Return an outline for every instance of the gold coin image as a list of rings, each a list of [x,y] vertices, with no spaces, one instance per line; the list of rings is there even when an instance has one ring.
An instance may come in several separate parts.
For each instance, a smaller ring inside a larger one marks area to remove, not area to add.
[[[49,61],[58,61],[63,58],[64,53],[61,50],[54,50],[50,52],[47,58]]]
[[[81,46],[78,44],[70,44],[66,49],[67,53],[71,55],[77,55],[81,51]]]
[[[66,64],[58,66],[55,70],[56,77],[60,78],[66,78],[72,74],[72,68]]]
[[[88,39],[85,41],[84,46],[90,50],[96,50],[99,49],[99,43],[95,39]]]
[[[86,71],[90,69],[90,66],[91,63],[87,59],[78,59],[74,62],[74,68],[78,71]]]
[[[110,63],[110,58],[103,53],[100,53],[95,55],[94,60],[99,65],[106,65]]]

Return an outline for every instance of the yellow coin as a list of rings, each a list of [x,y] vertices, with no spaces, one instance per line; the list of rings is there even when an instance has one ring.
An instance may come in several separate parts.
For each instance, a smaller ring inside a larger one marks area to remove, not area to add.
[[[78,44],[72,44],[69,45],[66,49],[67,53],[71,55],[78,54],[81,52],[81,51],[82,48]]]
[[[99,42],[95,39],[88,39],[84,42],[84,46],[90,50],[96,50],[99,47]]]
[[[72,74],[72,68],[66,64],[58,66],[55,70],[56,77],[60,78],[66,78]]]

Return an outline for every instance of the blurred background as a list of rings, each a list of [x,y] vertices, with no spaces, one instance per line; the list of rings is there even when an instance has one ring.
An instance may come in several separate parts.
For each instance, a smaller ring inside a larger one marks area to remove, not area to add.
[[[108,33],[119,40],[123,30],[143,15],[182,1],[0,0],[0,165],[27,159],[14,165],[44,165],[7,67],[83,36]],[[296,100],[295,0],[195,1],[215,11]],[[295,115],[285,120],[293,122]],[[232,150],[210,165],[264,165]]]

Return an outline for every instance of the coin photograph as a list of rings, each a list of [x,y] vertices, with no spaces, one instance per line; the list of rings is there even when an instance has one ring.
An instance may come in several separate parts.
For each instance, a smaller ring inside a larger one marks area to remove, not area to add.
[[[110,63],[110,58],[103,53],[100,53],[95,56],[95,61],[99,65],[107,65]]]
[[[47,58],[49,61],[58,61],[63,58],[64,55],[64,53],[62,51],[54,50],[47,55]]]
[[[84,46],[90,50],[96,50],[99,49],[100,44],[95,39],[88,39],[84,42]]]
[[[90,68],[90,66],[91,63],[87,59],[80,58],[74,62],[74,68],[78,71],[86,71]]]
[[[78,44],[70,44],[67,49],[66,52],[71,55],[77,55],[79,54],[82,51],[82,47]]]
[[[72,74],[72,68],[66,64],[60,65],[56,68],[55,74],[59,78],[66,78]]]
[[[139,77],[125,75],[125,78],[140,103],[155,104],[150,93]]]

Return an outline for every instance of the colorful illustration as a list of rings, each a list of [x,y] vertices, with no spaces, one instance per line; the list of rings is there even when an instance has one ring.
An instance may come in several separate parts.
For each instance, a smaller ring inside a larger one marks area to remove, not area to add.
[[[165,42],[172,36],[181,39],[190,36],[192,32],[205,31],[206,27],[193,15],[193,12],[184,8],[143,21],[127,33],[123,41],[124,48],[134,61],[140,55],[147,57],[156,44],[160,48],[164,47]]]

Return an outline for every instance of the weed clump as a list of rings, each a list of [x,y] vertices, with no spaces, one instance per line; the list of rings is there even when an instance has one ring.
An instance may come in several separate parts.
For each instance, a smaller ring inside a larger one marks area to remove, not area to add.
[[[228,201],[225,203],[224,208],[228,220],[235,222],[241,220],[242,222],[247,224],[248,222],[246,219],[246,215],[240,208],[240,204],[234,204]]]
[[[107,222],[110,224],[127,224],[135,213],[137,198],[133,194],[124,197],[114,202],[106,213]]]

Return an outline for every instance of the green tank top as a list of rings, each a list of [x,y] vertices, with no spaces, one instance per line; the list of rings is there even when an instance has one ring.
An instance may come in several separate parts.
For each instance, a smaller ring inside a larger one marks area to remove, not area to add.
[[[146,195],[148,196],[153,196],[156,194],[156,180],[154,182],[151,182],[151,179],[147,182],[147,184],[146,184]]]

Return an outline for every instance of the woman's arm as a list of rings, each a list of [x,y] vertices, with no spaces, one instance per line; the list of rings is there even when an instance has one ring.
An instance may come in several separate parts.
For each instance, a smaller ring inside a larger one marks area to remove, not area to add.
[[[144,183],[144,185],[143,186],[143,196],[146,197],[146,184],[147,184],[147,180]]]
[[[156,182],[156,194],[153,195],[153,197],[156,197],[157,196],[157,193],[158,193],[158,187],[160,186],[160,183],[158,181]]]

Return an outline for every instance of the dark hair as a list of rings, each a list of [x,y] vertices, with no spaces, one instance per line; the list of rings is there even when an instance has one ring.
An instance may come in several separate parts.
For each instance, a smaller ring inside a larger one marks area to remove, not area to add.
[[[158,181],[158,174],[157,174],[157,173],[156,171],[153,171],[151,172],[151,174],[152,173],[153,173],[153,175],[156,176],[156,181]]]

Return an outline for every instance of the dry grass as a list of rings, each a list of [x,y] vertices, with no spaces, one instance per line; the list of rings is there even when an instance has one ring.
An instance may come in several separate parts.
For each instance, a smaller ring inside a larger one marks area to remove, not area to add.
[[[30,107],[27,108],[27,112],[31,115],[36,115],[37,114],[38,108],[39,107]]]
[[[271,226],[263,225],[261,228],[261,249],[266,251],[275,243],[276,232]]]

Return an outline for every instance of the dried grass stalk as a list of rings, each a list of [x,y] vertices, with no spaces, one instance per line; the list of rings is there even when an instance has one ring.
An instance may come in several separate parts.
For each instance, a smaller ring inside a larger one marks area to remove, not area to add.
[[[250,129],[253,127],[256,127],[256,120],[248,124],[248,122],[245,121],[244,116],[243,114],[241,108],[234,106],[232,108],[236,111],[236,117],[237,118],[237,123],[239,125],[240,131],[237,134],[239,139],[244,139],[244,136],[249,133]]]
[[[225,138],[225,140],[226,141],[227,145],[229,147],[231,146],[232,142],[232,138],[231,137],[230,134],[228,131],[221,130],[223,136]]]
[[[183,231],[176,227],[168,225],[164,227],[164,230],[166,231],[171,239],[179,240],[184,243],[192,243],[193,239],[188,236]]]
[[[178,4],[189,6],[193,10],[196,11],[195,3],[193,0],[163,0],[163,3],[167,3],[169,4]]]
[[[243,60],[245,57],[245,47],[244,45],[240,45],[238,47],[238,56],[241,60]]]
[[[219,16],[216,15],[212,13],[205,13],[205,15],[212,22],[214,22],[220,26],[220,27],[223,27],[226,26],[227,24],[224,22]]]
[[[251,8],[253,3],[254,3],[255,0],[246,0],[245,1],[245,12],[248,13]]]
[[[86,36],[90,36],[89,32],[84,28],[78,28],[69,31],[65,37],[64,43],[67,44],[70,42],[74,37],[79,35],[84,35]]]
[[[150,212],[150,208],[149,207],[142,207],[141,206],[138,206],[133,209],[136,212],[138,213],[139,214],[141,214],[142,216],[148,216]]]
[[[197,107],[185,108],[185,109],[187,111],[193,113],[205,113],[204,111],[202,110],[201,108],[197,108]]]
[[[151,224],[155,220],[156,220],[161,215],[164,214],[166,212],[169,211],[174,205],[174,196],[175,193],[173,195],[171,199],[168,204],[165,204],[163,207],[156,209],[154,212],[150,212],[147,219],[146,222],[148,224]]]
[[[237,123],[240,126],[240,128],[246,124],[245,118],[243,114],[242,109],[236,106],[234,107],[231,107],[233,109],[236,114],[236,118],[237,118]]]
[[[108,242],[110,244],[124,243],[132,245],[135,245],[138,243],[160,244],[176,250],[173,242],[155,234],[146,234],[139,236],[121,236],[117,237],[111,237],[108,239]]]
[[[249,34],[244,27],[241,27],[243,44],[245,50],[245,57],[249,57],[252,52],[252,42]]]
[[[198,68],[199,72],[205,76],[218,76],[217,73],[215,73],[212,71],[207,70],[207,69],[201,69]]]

_ _ _ _ _

> _GIVEN EXERCISE_
Find every line in the entries that contains the word "grass", and copy each of those lines in full.

> _WRITTEN SOLUTION_
Return an outline for every instance of the dry grass as a list of rings, each a list of [x,y] vertices, with no spaces, one instance per line; the list of rings is there even when an instance has one ring.
Return an outline for every instance of the dried grass stalk as a list of rings, each a list of [x,y] vertices, with no spaces, one instance per line; the list of rings is there even when an instance has one ring.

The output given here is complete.